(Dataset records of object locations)
* * * * *
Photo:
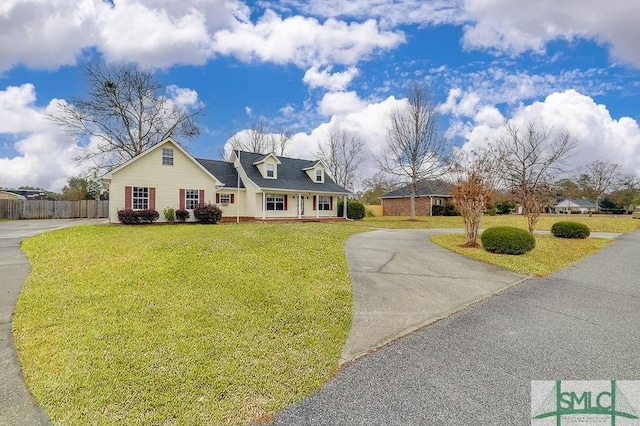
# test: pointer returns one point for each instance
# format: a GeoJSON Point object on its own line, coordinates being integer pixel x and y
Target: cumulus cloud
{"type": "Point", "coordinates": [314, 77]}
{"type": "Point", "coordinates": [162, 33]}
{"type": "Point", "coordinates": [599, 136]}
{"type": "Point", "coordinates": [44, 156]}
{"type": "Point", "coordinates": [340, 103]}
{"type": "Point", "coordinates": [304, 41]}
* * * * *
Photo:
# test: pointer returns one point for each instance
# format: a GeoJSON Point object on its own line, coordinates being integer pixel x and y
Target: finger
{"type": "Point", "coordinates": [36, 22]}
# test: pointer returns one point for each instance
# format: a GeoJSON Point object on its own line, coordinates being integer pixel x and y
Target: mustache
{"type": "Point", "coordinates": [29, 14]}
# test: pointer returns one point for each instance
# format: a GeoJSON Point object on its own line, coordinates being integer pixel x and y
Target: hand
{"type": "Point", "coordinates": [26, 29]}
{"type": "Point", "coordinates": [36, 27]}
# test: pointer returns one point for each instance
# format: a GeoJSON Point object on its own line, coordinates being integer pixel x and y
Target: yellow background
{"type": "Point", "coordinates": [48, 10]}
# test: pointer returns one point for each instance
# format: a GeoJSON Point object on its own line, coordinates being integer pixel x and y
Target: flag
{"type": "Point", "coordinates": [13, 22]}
* * * * *
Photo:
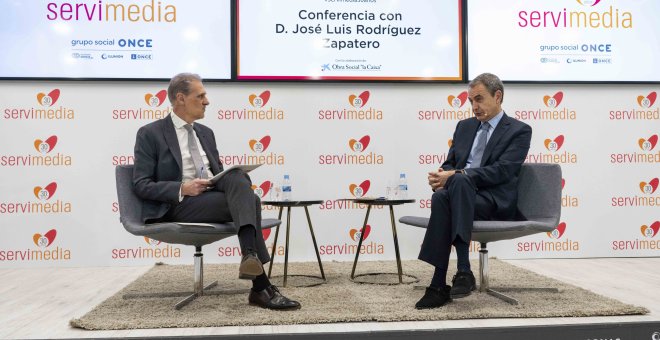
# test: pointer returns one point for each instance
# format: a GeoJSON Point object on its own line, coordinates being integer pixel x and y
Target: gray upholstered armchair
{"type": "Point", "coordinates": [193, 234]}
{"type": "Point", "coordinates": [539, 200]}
* * * * *
→ **INSTRUCTIONS FOR THE TASK**
Gather every line in the listing above that contains the string "Target", treating uppercase and lowercase as different.

→ **PROBLEM SOLUTION**
Target: cumulus cloud
Target: finger
Target: mustache
Target: hand
Target: yellow background
Target: flag
Target: gray upholstered armchair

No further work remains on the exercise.